EXCERPTED RECORDS:
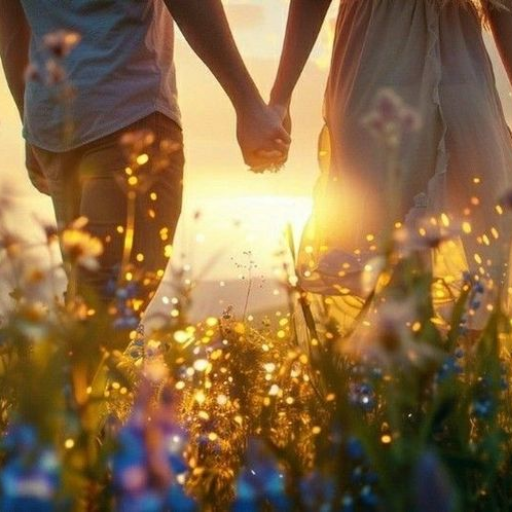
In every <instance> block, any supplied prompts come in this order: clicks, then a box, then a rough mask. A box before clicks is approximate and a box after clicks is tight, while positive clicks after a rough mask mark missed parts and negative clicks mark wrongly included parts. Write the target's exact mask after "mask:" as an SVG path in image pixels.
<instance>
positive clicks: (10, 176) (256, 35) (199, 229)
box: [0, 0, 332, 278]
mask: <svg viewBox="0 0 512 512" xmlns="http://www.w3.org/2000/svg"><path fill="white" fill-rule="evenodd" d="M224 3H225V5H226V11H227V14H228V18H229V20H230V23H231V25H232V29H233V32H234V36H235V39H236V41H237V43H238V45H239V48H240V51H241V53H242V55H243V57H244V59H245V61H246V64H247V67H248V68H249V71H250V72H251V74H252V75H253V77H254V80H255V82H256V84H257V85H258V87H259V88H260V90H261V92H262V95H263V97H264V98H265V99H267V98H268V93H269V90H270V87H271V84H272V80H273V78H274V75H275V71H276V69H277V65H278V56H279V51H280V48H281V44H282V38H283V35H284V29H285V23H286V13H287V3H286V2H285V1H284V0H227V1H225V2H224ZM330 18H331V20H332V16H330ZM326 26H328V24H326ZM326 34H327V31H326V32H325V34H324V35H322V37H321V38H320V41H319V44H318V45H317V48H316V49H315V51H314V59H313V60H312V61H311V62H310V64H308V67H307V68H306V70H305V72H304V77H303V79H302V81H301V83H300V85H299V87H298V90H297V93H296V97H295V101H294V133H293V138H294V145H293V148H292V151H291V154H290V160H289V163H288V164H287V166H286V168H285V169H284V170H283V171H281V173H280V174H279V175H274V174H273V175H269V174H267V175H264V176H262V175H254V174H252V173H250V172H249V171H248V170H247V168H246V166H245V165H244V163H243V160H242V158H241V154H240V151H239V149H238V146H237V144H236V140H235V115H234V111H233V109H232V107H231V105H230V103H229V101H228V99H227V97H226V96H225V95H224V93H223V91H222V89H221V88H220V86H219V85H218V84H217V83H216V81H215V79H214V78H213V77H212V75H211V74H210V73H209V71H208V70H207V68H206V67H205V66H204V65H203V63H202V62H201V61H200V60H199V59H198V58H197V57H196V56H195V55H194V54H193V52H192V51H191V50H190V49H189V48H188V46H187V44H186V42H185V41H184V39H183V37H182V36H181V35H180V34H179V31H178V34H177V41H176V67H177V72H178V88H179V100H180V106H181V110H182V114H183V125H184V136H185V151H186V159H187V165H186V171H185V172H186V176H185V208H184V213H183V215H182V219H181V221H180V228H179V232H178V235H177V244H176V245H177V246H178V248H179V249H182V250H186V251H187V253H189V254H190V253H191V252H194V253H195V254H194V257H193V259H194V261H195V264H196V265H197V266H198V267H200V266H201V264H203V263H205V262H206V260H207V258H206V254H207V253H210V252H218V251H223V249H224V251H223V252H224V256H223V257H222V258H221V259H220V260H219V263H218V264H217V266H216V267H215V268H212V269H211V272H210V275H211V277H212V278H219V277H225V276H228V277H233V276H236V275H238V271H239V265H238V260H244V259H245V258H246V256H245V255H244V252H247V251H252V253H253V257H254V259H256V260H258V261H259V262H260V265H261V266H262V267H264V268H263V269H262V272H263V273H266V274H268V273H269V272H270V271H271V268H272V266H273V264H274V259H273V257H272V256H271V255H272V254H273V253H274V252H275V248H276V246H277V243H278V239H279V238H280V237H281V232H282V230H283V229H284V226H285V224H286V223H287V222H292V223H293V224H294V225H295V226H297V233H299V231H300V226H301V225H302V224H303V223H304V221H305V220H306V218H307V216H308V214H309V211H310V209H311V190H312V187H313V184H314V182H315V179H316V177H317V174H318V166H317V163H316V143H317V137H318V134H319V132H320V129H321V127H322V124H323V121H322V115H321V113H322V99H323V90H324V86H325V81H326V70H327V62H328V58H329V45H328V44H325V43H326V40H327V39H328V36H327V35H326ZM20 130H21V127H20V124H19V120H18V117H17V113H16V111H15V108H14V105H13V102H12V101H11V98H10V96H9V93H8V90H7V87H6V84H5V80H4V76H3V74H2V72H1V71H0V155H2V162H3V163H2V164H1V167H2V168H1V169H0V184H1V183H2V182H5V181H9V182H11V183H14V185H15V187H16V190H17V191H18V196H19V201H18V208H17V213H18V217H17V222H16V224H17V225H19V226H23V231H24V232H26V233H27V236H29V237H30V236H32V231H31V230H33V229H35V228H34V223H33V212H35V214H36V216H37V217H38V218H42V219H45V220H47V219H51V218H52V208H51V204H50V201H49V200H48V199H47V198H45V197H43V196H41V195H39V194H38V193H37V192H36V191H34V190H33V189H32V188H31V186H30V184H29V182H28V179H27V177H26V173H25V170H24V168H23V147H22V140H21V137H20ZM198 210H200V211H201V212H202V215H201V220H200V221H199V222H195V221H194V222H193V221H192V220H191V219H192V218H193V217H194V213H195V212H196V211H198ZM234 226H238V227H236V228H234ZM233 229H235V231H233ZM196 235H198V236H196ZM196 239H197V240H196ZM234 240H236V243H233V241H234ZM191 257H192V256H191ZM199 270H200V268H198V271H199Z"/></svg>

---

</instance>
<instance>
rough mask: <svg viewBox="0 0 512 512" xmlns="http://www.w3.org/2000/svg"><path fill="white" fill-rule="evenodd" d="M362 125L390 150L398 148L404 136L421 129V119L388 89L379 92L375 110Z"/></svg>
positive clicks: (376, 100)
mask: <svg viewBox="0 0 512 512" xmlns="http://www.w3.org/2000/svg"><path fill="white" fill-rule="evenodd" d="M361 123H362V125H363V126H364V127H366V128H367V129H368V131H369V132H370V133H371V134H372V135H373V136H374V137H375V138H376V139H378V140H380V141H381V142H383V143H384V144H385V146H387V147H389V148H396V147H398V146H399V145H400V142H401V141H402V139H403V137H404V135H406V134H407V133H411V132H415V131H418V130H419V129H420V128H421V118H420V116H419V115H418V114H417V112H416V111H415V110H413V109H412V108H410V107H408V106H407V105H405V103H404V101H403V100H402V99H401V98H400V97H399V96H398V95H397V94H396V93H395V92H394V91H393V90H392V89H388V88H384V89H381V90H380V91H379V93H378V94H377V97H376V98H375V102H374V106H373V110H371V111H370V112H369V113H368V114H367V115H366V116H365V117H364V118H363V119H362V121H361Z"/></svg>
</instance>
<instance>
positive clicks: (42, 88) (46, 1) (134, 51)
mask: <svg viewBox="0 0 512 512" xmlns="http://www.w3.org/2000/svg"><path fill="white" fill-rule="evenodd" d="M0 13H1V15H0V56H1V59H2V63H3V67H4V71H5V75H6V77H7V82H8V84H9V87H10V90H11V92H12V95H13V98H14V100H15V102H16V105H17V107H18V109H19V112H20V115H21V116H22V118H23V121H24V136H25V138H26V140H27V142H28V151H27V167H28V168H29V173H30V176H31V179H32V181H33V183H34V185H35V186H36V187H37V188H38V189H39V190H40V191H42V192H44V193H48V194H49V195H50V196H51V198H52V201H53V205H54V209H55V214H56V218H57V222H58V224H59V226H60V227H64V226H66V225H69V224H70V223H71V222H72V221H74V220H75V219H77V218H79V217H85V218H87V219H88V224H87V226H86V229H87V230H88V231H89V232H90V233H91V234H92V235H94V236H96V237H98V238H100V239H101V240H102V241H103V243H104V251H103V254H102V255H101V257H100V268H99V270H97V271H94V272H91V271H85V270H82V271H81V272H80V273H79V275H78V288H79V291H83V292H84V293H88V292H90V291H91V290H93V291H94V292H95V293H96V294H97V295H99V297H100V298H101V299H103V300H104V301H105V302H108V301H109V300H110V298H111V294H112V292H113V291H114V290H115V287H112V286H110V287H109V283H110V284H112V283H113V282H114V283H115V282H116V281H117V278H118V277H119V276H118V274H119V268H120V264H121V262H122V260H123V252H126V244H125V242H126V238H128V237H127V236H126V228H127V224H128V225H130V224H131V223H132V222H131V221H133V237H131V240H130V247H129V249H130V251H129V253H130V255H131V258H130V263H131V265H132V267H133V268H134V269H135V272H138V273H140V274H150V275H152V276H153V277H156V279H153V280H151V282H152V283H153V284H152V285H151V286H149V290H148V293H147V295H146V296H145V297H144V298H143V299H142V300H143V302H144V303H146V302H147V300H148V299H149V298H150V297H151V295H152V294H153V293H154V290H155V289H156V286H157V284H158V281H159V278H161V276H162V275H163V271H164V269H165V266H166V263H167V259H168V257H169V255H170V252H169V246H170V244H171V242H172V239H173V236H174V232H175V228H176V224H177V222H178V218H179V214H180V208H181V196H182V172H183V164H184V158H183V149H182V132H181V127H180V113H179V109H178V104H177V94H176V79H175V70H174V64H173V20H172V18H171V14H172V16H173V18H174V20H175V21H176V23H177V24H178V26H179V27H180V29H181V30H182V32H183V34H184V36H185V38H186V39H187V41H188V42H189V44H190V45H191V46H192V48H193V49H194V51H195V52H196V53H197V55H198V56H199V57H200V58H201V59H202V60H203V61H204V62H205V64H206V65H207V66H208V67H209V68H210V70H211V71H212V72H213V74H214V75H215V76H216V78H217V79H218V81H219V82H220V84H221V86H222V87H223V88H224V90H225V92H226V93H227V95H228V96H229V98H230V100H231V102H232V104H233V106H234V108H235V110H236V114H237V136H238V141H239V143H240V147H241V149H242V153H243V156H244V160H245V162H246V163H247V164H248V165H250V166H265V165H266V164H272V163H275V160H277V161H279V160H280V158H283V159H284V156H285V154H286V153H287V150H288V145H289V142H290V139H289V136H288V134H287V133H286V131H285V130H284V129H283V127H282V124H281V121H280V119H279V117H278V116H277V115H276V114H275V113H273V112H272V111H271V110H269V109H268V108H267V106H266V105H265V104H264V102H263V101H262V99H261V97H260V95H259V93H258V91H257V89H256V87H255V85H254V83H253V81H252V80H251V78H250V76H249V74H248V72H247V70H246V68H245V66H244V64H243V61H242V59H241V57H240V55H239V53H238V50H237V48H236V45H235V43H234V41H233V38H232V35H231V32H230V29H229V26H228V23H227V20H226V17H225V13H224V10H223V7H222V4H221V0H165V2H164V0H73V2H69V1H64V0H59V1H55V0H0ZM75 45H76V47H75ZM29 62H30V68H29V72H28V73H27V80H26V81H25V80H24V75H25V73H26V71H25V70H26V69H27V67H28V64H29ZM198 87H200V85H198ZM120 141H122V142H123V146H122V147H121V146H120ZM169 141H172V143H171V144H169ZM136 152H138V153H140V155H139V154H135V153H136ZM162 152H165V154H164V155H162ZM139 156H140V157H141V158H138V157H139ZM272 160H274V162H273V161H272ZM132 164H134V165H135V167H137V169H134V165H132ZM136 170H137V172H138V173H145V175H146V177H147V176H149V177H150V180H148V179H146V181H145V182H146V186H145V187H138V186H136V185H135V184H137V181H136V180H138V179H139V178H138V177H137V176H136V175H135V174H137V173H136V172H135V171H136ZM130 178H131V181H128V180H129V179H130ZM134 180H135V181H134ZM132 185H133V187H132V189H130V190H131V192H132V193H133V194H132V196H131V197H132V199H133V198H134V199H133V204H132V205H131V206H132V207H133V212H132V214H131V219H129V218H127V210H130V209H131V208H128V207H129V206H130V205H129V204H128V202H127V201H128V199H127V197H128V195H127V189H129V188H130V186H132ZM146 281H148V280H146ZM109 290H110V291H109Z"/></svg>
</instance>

TASK DETAILS: Please say how many lines in the records above contain the word "clicks", and give only that number.

RESPONSE: 4